◆ **TASK DIRECTIONS**
Reproduce each record exactly, leaving nothing out.

◆ **DATA SHOWN**
-=-=-

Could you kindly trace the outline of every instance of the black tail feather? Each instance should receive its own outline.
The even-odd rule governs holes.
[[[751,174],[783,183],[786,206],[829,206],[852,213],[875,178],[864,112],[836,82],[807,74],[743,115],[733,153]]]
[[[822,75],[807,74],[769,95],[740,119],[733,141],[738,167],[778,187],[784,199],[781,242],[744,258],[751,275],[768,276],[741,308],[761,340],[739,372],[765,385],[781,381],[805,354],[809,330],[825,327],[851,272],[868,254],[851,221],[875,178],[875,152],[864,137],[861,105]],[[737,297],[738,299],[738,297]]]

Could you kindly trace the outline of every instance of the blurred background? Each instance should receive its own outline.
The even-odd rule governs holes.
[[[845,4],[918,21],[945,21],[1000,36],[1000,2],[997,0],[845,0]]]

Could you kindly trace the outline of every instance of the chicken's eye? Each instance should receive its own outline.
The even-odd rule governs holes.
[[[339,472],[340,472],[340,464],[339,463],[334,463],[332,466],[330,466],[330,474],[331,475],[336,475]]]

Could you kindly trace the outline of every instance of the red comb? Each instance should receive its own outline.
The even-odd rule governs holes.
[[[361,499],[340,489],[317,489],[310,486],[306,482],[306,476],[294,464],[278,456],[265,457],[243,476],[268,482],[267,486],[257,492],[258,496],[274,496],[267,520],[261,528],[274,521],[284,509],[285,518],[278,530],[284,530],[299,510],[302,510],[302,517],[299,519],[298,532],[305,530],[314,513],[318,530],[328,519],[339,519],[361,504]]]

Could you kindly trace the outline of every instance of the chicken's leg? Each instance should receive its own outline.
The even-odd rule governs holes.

-=-=-

◆ **WRITTEN SOLUTION**
Could you kindly trace the outline of every instance of the black tail feather? Each instance should receive its own outline.
The even-odd rule governs holes.
[[[751,174],[783,183],[786,206],[829,206],[852,213],[875,178],[864,112],[836,82],[807,74],[743,115],[733,153]]]
[[[822,75],[807,74],[769,95],[740,119],[733,141],[738,167],[778,187],[784,199],[781,242],[744,258],[751,275],[768,276],[741,308],[761,340],[739,372],[765,385],[781,381],[805,354],[809,330],[825,327],[851,272],[868,254],[851,221],[875,178],[875,152],[864,137],[861,105]],[[737,297],[738,299],[738,297]]]

Could you kindly trace the outline of every instance of the blurred background? Each instance should receive its own outline.
The even-odd rule governs holes.
[[[845,4],[918,21],[945,21],[1000,36],[1000,2],[997,0],[845,0]]]

Could you kindly trace the outline of every instance of the chicken's eye? Each instance should receive its own outline.
The even-odd rule governs holes.
[[[339,472],[340,472],[340,464],[339,463],[334,463],[332,466],[330,466],[330,474],[331,475],[336,475]]]

Could you kindly trace the outline of every instance of the red comb? Each instance should receive its own outline.
The even-odd rule governs holes.
[[[361,499],[340,489],[317,489],[310,486],[306,482],[306,476],[294,464],[278,456],[265,457],[243,476],[268,482],[267,486],[257,492],[258,496],[274,496],[267,520],[261,528],[274,521],[284,509],[285,518],[278,530],[284,530],[299,510],[302,510],[302,517],[299,519],[298,532],[305,530],[314,513],[318,530],[328,519],[339,519],[361,504]]]

Could you kindly trace the outline of every instance of the chicken's leg? Each instance should receive its own outline.
The even-odd rule governs holes.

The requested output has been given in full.